_To do_.
Wherever the word "white" shows up in the data, report the line it sits in.

_Input records_.
_ _ _

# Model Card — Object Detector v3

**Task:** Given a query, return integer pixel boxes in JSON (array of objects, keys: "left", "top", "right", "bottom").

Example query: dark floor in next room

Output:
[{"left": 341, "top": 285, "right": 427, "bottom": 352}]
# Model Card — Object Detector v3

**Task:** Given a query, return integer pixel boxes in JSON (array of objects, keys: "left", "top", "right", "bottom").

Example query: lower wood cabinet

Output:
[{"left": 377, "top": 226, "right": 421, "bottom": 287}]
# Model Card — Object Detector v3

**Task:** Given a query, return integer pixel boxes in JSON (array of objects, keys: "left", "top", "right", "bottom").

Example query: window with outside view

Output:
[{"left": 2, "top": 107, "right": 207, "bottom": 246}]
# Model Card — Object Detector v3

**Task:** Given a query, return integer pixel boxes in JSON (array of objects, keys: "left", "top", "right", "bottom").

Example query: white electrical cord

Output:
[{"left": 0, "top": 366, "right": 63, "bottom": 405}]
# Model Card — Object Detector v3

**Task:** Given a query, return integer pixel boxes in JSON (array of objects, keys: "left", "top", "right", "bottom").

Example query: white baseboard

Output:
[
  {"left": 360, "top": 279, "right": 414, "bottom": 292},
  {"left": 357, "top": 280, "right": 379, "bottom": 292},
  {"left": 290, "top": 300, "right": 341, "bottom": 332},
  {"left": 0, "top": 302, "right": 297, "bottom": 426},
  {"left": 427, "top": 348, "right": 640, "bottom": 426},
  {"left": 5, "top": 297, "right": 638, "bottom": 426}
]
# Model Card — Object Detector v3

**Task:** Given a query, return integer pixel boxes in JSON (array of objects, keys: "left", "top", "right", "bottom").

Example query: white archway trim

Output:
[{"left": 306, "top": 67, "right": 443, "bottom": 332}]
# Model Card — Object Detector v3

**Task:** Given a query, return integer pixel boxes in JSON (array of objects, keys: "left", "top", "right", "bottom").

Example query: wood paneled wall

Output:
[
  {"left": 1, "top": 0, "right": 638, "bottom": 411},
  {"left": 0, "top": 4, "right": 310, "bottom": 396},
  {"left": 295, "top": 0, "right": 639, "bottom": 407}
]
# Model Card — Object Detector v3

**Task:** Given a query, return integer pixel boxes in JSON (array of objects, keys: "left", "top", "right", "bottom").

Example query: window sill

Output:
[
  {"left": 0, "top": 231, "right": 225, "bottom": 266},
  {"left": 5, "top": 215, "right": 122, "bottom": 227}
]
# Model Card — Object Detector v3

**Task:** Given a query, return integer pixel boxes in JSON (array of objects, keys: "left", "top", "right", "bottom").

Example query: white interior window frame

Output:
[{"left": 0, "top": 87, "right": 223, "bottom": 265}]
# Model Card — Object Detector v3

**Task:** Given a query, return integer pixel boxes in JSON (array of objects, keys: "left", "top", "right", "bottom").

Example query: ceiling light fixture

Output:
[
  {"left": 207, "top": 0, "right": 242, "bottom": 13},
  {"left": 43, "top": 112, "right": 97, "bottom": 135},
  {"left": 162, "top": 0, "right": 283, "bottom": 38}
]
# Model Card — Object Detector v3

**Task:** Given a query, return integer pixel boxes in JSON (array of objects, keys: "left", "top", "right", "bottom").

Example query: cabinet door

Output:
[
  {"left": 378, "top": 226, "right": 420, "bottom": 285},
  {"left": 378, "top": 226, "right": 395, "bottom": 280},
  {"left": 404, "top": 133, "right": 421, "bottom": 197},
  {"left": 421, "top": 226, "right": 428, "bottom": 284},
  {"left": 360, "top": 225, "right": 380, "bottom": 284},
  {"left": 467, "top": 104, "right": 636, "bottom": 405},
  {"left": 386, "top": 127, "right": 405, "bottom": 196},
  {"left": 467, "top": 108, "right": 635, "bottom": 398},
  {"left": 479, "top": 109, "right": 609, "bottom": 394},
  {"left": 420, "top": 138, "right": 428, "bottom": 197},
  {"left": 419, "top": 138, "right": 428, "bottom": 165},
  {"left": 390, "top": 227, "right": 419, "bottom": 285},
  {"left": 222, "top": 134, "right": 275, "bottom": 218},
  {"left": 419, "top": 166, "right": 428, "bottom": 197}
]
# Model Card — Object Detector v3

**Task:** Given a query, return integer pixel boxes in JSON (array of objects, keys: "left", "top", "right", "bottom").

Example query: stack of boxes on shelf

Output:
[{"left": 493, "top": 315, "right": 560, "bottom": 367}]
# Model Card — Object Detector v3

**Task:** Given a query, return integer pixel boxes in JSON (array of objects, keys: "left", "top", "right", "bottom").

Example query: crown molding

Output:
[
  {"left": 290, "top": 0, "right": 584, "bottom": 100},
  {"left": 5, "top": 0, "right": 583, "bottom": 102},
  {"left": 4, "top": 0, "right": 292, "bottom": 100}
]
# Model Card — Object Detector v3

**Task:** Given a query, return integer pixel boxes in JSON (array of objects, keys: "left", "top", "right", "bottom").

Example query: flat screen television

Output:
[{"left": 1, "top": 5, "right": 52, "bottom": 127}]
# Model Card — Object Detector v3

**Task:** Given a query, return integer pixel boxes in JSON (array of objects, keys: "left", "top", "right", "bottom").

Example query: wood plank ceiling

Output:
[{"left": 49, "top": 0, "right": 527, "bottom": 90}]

_ _ _

_Solved exercise_.
Example query: white electrical cord
Example query: white baseboard
Example query: white archway trim
Example query: white interior window frame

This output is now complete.